◆ THE TASK ◆
Write the next part of the passage on Random Forest regression models, starting right after its final sentence.
___ TEXT SEGMENT ___
Random Forest regression models

The results of the developed RF models are shown in Fig. 8 for the calibration (70%) and validation (30%) datasets, including illustrating the feature importance of each variable in the trained RF models. In general, there is some evidence of model overfitting issues, with very high correlation and low errors observed during the model calibration phase (r > .92, rRMSE < 20%) but comparatively larger errors observed when applied with validation dataset, most notably with LAI and Ψleaf. Indeed, the LAI RMSE increases from .36 to .73 m2/m2 from calibration to validation datasets, with the latter having poorer performance metrics compared to the PCR model (RMSE = .65 m2/m2) with large biases apparent for both low (< 1 m2/m2) and high (> 2.5 m2/m2) LAI samples. The most important features for the LAI RF model were the 3D structural (CA and CH) and VNIR (OSAVI, NIRv) variables, which is a similar result to the PCR models discussed above. The Ψleaf RF validation model results (r = .64, RMSE = .26 MPa) were, by contrast, slightly better compared to the PCR model (r = .51, RMSE = .28 MPa). Interestingly, the most important variable for the Ψleaf RF model was CH, which was not observed by the PCR analysis, followed by LST then NIRv. There were seemingly less overfitting issues with gs and Ψstem, with less significant differences in model performance between calibration and validation. Indeed, the gs errors barely change between calibration (rRMSE = 19%) and validation (rRMSE = 20%), which was much lower than the PCR model (rRMSE = 32%). The dT was by far the most important variable for the gs RF model, followed by CIgreen, reNDVI and LST with each having similar model weights. The Ψstem RF model (r = .78, RMSE = .17 MPa) also performed better than the PCR model (r = .65, RMSE = .19 MPa) with TIR variables (LST and dT) having the largest importance followed by NIRv.
___ MATERIAL ___
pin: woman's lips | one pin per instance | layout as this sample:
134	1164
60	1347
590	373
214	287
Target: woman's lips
___
◆ TASK ANSWER ◆
Fig. 8
figure 8

Scatter plots of calibration (70%, left column) and validation (30%, center column) along with feature importance coefficients (right column) of Random Forest regression models developed using TIR (red bards), VNIR (green bars) and RGB (blue bars) variables from UAV payload for leaf area index (LAI), stomatal conductance (gs), leaf water potential (Ψleaf) and stem water potential (Ψstem) (Color figure online)

Spatial–temporal effects on model performance

The RF model was also assessed for the different seasonal periods sampled in this study (Fig. 9), which spanned between the BBCH phenological growth stages 75 (beginning of fruit development) to 85 (end of berry ripening). The trained RF models for each dependent variable was evaluated independently for each of the campaigns for both the 2022 and 2023 datasets, except for gs which only had data available for 2023. In general, model performance metrics were highest during the mid-summer period (July 18th to August 16th), with the highest correlations and lowest errors. This was particularly apparent for the 2023 campaigns, where lower correlations were consistently shown for the first and last campaigns of the season for all variables. For example, Ψstem observed very low correlations (r < .2) and high errors (rRMSE > 55%) for the first two campaigns in 2023-06-22 and 2023-07-04 (and last in 2023-08-29) but had much higher correlations (r > .5) and lower errors (rRMSE < 30%) for the other dates. This was also somewhat observed for Ψleaf, which had higher errors in these two first campaigns of 2023, but correlations were generally lower compared to Ψstem. The rRMSE was relatively constant for gs throughout the period assessed, roughly oscillating between 30 and 40%. However, the correlation for gs was also generally higher between 2023-07-04 and 2023-08-16, with a notably lower correlation for the first campaign on 2023-06-22 (r < .3). LAI errors were fairly consistent throughout the phenological period in 2022 (rRMSE ranged between 30 and 50%) but greater seasonal variability was observed in 2023 with rRMSE ranging from 30 to 75%. Indeed, errors were generally lower and had less seasonal variations in 2022 compared to the 2023 campaigns for all available variables.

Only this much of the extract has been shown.